**GOAL OF THE EXERCISE:** Write out each line of the records that has "green" in it.

**DATA PROVIDED:**

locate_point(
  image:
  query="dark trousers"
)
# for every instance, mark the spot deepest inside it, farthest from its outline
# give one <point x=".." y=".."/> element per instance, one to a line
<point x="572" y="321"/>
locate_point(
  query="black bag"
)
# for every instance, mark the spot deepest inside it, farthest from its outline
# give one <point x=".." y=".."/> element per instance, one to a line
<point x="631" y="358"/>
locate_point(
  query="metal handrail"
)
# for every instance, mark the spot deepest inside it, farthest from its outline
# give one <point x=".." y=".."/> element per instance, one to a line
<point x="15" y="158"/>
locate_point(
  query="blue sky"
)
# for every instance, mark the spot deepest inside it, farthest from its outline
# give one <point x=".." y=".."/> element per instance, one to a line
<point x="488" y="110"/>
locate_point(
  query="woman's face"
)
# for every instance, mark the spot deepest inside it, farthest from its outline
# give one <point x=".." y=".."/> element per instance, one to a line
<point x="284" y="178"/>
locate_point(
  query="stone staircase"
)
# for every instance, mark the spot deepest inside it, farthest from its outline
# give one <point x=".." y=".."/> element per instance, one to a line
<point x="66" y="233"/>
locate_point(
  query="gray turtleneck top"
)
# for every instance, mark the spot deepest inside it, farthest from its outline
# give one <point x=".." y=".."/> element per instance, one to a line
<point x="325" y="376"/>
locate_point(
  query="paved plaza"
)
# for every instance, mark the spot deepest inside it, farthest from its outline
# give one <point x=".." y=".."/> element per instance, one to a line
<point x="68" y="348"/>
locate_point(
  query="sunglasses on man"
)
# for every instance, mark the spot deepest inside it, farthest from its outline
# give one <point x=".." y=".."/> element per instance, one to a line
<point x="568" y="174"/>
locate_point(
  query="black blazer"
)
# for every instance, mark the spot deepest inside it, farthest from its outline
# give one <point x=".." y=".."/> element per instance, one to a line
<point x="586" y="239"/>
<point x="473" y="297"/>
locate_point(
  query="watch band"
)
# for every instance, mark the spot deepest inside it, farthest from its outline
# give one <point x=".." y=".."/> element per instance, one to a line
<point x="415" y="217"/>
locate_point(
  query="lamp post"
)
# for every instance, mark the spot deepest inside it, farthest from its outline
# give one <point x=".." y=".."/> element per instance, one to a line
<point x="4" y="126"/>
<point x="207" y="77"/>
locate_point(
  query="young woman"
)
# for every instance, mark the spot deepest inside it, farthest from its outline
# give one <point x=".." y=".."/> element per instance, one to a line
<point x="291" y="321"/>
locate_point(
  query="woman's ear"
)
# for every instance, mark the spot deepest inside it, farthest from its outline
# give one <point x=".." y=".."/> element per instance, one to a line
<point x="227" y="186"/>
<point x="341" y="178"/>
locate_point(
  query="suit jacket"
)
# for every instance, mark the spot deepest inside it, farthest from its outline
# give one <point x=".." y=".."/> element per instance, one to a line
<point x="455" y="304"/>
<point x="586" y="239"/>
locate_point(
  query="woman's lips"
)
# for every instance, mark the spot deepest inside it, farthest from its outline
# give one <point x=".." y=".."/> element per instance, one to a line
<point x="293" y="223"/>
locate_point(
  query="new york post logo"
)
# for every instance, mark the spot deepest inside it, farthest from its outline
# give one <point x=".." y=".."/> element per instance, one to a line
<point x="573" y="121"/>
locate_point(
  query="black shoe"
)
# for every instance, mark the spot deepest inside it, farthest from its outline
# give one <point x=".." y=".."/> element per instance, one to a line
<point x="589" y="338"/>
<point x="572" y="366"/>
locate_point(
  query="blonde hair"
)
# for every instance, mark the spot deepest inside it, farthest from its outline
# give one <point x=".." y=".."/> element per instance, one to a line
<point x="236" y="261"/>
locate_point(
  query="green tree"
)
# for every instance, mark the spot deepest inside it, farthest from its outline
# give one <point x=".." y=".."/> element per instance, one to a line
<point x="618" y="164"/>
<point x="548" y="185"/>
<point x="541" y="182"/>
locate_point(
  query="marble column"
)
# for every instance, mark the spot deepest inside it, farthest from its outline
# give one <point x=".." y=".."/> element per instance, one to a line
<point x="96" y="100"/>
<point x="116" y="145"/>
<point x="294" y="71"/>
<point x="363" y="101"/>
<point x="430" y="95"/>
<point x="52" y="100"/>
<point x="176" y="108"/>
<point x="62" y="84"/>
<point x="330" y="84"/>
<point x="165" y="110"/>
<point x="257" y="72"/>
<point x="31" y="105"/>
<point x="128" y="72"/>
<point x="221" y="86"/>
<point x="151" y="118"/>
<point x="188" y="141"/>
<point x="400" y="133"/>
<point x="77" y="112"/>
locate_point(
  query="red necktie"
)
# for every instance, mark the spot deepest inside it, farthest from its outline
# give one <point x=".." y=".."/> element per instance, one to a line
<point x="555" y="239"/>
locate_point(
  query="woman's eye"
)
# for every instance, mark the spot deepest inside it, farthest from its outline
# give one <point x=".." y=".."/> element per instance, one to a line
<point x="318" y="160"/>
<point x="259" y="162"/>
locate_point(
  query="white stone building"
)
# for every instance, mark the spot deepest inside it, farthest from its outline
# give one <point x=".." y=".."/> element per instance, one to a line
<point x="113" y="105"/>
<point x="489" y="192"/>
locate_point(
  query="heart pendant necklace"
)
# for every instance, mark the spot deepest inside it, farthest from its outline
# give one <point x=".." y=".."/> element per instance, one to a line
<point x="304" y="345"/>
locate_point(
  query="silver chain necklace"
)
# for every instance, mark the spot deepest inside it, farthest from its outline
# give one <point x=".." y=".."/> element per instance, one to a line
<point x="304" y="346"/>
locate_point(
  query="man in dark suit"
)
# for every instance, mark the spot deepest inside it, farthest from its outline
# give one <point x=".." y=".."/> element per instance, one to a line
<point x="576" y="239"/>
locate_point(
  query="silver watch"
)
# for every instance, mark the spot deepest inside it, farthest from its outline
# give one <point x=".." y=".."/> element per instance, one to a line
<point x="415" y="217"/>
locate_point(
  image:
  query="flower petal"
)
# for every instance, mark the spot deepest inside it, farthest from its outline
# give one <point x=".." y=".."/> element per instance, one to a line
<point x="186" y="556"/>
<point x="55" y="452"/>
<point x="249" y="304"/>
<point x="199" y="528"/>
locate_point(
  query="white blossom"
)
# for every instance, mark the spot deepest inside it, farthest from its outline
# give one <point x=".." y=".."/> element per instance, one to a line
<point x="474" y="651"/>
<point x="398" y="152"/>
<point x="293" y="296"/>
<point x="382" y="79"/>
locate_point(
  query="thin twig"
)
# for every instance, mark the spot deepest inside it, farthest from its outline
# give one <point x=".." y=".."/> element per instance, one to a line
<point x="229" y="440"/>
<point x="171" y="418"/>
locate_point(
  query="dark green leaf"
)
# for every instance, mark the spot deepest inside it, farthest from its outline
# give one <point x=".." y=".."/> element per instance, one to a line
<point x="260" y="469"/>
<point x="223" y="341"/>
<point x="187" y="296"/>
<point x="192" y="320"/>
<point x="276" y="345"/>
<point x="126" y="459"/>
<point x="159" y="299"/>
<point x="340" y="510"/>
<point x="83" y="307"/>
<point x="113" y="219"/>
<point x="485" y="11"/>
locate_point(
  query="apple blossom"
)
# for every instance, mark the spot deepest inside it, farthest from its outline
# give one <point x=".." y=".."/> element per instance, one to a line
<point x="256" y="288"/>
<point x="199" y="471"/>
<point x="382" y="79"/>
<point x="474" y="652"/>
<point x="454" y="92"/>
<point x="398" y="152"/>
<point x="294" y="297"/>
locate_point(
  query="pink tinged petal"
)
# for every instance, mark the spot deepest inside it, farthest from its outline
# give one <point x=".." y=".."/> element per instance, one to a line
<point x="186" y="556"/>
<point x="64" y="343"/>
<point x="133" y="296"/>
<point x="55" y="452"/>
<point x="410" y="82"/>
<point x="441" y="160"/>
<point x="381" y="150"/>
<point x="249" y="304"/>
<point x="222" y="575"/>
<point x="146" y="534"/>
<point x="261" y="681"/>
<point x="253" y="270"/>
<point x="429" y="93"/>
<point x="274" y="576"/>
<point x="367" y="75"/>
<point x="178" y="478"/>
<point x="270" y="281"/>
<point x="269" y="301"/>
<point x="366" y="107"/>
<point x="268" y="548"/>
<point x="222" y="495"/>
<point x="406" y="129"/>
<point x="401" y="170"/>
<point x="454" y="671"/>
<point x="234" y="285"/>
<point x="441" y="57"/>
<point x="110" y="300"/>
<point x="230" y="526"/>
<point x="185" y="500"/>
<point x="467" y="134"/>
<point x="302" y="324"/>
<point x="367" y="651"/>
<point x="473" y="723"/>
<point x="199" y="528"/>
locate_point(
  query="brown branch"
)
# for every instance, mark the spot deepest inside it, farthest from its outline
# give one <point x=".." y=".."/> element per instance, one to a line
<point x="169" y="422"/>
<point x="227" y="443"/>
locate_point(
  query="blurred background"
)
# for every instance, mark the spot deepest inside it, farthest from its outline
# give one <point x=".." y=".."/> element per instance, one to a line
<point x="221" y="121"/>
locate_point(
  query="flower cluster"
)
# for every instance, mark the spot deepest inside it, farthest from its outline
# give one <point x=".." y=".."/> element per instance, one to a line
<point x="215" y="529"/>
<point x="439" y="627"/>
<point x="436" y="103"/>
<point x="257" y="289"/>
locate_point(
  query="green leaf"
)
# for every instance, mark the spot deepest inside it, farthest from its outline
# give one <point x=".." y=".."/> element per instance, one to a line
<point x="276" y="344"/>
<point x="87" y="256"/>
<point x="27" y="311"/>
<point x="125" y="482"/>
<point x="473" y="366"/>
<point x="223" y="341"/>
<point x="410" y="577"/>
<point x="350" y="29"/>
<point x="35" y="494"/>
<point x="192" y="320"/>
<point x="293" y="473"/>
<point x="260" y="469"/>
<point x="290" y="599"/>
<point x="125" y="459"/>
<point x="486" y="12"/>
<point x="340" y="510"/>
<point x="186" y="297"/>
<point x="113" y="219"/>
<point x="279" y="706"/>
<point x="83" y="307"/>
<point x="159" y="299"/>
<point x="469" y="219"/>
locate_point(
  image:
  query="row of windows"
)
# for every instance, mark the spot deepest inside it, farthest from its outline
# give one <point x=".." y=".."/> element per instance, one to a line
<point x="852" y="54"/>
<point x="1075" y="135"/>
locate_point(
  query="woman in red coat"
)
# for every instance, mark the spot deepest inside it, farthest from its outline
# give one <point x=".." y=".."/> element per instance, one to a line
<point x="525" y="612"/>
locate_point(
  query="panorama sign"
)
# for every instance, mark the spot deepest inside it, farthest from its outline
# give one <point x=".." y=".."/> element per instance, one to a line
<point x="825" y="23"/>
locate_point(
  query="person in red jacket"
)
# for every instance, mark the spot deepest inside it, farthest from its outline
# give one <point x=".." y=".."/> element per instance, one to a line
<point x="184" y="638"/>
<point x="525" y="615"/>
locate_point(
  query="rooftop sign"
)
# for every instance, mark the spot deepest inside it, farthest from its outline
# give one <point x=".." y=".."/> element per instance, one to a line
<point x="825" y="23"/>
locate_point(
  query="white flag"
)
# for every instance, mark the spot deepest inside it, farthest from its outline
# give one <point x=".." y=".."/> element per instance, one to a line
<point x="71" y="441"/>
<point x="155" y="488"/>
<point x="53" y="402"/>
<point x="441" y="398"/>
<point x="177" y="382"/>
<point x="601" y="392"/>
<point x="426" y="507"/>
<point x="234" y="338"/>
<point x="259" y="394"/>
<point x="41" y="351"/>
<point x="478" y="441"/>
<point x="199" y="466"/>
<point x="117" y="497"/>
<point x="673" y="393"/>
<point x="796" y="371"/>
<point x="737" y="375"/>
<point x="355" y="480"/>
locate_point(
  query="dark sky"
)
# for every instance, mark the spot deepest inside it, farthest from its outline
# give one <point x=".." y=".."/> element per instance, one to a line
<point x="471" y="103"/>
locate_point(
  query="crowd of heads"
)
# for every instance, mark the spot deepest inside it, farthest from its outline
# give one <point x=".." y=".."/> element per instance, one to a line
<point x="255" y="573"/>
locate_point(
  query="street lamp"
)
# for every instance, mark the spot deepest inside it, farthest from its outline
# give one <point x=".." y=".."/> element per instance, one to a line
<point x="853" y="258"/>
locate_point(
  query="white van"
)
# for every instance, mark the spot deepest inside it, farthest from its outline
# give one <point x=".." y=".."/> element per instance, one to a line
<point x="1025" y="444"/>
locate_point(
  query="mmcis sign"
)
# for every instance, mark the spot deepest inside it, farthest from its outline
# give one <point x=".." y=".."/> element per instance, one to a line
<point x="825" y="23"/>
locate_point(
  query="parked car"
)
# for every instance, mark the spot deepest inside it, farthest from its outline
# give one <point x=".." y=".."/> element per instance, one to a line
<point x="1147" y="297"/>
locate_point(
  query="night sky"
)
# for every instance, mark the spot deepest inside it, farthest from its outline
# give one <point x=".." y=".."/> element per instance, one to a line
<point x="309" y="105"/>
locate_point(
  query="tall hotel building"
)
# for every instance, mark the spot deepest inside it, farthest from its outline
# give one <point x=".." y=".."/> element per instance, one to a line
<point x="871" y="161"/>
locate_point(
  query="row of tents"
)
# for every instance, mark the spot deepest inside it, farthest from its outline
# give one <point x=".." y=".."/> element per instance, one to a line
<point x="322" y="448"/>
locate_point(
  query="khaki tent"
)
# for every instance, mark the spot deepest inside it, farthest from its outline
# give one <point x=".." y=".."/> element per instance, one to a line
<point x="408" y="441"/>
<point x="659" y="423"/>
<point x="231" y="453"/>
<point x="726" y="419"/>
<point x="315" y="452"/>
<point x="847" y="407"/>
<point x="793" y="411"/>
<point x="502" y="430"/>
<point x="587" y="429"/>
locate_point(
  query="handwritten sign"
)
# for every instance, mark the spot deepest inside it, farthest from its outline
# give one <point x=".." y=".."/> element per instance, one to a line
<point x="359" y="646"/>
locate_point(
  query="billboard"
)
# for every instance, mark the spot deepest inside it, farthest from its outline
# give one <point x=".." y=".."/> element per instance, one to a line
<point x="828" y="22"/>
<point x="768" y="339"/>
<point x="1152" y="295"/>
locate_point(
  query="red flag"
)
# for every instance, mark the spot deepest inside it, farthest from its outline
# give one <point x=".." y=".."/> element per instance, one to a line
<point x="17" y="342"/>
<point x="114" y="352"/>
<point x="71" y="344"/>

**SOLUTION FOR THIS EXERCISE:**
  query="green tree"
  query="dark green leaf"
  query="green leaf"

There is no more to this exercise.